[[ DATA IN THIS EXERCISE open ]]
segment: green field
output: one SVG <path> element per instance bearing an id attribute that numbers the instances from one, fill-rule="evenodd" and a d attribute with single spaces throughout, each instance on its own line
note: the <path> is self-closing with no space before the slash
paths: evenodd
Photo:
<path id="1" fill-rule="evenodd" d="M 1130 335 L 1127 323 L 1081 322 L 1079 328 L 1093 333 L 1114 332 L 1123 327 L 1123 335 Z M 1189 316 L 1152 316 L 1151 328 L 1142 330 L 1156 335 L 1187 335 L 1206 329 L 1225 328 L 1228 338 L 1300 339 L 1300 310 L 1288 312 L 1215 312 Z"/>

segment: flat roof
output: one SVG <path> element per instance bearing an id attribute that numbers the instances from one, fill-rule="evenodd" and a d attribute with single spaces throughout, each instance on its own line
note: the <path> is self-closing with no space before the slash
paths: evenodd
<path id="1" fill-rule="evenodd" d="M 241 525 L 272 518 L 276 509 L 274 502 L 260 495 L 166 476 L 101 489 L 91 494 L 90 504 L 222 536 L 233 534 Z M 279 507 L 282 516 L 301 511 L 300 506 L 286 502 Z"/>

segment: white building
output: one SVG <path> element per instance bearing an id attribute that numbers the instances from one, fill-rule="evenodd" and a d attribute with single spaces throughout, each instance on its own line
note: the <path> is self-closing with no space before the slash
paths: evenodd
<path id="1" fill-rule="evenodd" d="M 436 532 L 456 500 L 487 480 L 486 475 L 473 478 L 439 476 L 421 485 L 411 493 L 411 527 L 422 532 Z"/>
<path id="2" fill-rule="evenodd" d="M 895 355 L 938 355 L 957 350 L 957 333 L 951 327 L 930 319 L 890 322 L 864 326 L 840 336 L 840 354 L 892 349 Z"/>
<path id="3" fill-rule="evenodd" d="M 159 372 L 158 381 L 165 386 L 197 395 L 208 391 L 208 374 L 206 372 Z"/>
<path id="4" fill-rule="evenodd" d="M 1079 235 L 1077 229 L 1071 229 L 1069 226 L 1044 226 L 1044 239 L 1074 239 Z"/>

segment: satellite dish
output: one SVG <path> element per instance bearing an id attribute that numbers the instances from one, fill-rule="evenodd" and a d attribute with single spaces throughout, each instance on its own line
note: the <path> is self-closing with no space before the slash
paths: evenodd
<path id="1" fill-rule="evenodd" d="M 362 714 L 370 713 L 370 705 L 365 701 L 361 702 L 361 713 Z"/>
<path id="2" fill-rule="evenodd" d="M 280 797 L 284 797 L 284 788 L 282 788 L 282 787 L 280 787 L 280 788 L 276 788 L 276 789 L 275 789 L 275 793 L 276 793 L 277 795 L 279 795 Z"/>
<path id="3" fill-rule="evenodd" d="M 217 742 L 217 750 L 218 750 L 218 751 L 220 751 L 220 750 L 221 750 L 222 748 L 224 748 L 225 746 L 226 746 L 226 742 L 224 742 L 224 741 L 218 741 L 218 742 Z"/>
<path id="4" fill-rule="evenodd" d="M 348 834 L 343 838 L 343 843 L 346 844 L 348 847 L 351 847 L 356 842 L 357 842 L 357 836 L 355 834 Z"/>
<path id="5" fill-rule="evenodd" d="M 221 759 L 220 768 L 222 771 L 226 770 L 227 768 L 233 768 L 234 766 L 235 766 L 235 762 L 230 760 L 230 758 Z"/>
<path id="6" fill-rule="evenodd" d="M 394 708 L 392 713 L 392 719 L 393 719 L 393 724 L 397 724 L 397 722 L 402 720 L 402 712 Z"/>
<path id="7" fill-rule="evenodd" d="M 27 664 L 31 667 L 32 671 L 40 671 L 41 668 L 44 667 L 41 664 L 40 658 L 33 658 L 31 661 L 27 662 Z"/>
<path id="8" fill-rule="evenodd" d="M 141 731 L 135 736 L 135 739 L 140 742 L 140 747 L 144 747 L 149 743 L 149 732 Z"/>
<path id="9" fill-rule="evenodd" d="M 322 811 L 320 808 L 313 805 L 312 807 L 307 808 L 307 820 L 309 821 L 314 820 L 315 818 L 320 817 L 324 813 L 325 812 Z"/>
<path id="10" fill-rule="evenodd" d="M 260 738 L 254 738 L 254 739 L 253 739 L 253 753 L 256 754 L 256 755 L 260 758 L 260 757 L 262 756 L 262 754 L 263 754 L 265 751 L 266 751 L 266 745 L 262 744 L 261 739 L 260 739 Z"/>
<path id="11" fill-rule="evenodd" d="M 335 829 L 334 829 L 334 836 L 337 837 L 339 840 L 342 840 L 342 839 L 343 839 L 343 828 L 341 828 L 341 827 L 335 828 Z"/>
[[ DATA IN THIS EXERCISE closed ]]
▸ WORK REQUIRED:
Go through the records line by line and count those that contain the string "segment". Answer with the count alone.

▸ EXERCISE OUTPUT:
4